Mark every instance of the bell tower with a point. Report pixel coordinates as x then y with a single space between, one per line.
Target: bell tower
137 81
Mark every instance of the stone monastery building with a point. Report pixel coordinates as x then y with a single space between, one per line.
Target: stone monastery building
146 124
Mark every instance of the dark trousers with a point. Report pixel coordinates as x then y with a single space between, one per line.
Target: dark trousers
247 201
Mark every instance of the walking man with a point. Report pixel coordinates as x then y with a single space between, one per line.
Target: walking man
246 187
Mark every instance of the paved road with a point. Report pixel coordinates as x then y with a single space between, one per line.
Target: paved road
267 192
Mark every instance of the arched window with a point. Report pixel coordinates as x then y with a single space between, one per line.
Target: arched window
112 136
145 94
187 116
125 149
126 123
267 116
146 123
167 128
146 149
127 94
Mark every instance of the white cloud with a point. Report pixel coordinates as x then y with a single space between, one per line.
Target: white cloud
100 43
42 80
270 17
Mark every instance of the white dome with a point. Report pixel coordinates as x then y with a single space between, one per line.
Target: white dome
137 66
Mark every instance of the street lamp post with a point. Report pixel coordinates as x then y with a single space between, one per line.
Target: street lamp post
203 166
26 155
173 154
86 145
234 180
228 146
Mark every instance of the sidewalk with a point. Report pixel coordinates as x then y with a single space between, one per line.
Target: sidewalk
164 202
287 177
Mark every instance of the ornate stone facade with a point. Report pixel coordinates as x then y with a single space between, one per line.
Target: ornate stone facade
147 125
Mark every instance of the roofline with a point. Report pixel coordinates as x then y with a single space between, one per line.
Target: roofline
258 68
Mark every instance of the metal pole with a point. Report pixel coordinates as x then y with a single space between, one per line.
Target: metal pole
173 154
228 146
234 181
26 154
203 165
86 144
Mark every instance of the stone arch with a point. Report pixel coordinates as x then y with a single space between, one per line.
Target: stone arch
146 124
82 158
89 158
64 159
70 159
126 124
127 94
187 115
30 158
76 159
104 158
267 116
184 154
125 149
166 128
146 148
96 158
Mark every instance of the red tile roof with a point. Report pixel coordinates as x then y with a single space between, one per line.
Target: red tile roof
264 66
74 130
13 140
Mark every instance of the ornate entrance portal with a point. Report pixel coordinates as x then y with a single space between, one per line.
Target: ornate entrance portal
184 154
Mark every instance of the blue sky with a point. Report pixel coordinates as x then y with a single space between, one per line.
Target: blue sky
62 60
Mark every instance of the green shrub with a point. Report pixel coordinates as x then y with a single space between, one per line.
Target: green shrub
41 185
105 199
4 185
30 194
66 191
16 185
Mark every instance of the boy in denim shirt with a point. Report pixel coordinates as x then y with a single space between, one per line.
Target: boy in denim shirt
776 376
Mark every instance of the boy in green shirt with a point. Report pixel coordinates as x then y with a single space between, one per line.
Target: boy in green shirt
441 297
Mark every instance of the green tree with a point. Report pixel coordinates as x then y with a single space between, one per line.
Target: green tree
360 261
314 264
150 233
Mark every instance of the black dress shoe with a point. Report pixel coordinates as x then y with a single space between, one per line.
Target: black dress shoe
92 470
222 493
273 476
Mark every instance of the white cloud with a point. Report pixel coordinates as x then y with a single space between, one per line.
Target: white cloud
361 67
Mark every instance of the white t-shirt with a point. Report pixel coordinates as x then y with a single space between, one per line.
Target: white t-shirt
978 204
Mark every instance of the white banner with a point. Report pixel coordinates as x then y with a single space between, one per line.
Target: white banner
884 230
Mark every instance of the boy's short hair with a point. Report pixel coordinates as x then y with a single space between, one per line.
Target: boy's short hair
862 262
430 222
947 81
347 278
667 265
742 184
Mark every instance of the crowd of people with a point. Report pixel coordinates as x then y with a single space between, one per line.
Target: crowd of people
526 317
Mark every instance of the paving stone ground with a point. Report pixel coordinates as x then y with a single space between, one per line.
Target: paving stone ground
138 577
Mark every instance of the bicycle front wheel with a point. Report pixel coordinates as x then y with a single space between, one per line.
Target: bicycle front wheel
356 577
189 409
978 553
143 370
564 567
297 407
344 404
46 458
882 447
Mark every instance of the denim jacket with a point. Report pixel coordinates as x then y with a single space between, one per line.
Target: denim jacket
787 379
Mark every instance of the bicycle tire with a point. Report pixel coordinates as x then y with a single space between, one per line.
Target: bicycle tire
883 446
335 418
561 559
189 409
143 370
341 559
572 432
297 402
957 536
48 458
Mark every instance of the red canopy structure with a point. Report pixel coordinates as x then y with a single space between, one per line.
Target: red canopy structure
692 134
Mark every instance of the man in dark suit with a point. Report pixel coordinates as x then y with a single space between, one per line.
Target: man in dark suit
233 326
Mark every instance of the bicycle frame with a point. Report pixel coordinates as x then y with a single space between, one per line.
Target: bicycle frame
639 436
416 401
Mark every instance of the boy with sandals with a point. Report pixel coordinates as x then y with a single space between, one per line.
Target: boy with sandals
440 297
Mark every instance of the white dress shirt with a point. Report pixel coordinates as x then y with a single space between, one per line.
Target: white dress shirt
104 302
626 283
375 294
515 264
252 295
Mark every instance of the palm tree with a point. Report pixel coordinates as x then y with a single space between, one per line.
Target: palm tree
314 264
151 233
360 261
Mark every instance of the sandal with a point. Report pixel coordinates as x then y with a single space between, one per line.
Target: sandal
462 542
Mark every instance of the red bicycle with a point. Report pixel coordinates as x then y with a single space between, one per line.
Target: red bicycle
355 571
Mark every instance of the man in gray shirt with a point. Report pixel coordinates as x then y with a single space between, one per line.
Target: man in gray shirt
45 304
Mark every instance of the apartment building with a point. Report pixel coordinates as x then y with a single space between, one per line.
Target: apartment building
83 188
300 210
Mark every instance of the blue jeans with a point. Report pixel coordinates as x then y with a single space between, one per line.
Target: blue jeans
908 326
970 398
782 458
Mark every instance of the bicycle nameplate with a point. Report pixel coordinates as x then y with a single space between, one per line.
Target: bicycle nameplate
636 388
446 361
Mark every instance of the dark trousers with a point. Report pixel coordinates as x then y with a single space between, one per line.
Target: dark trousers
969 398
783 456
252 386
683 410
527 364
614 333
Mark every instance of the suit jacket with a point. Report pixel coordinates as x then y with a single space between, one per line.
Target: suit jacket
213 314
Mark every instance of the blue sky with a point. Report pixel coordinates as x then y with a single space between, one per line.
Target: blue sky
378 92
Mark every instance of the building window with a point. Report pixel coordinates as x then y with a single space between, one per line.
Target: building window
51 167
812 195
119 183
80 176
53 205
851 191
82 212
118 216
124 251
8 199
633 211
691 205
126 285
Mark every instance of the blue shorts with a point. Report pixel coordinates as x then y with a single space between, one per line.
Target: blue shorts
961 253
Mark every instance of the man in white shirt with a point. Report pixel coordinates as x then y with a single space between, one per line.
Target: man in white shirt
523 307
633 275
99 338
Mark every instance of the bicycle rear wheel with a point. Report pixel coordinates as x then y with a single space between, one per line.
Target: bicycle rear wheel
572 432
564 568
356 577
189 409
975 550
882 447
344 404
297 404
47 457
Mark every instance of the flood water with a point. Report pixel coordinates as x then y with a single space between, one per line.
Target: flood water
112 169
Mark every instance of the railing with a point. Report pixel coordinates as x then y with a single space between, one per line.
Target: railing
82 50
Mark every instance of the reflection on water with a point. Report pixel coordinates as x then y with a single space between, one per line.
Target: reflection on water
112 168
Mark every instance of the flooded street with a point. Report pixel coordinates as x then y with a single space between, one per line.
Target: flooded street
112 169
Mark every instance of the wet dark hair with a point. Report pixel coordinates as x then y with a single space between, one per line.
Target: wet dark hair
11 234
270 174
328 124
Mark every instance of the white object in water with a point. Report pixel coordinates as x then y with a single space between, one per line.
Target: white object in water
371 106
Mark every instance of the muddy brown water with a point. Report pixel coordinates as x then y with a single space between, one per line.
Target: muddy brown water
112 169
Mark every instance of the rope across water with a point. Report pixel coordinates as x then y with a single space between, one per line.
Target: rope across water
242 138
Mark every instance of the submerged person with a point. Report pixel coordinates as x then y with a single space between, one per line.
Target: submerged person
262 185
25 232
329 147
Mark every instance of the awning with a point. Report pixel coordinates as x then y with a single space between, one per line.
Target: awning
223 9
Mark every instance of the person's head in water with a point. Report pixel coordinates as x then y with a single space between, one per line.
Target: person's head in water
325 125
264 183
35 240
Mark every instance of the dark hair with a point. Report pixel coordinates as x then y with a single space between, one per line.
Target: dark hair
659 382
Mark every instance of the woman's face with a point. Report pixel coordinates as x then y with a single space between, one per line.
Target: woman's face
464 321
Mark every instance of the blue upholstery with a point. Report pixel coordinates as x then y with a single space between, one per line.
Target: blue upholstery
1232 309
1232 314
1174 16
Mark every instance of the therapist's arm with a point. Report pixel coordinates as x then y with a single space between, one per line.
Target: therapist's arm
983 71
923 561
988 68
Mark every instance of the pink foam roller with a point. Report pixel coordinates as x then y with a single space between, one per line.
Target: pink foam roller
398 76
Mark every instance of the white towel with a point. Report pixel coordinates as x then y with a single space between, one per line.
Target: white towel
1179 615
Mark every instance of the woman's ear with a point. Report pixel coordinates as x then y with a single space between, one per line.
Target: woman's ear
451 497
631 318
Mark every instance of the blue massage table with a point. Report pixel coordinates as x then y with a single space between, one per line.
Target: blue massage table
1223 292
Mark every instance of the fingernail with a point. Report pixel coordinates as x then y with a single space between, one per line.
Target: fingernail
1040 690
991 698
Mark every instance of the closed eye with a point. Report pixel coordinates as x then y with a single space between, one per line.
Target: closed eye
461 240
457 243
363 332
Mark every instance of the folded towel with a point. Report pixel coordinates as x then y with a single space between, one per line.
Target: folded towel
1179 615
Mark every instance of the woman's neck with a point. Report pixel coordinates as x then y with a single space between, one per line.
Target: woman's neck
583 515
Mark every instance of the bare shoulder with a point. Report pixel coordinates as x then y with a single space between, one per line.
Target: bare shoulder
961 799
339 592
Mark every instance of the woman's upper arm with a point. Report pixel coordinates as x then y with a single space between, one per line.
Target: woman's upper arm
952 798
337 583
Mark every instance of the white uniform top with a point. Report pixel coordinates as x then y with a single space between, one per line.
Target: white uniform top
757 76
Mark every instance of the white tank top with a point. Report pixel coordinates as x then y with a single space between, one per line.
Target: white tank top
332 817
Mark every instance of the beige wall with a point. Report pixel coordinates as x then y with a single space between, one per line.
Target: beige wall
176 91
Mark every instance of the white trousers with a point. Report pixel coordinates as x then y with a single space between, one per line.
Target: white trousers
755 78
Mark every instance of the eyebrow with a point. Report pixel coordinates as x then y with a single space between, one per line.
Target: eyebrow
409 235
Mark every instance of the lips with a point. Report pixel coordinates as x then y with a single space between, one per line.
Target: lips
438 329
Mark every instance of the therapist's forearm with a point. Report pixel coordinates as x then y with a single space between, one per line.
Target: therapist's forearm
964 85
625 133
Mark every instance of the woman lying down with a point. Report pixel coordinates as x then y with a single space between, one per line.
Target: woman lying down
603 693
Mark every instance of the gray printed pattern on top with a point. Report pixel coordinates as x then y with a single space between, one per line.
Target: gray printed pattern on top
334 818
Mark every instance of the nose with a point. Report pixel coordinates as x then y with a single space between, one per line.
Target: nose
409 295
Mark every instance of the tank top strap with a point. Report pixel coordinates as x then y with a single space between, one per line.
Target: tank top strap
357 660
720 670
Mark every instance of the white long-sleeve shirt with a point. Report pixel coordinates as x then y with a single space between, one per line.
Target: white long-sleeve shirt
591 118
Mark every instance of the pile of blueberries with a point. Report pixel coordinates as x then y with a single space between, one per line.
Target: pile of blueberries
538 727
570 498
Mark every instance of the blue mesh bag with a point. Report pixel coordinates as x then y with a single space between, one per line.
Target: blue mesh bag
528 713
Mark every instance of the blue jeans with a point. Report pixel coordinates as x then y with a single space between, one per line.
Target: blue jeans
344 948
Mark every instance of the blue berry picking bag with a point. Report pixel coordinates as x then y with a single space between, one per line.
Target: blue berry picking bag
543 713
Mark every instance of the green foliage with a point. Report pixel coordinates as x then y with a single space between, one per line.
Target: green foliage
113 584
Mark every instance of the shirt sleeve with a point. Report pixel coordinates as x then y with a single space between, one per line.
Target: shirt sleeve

REQUIREMENT. All lines from the one containing "Mark every instance of the blue mesh" through the final line of the listing above are to be reproduced exactly; include both and add nothing.

RESULT.
Mark every instance of the blue mesh bag with a point. Report pixel coordinates as x then y with a single space between, one per line.
Target: blue mesh bag
528 713
Mark every instance of the blue jeans with a point. Report pixel coordinates as x then y with a single space between, one per line.
Target: blue jeans
344 948
Mark every instance of the blue berry picking bag with a point. Report pixel coordinates as x then y with a single space between, one per line.
Target: blue berry picking bag
543 713
Mark every instance of the green foliage with a point. Report pixel coordinates as x then y with a single space between, one per line.
Target: green foliage
113 584
Mark every instance of the shirt sleeve with a point. Report pixel coordinates as x then y with a single space between, one per line.
Target: shirt sleeve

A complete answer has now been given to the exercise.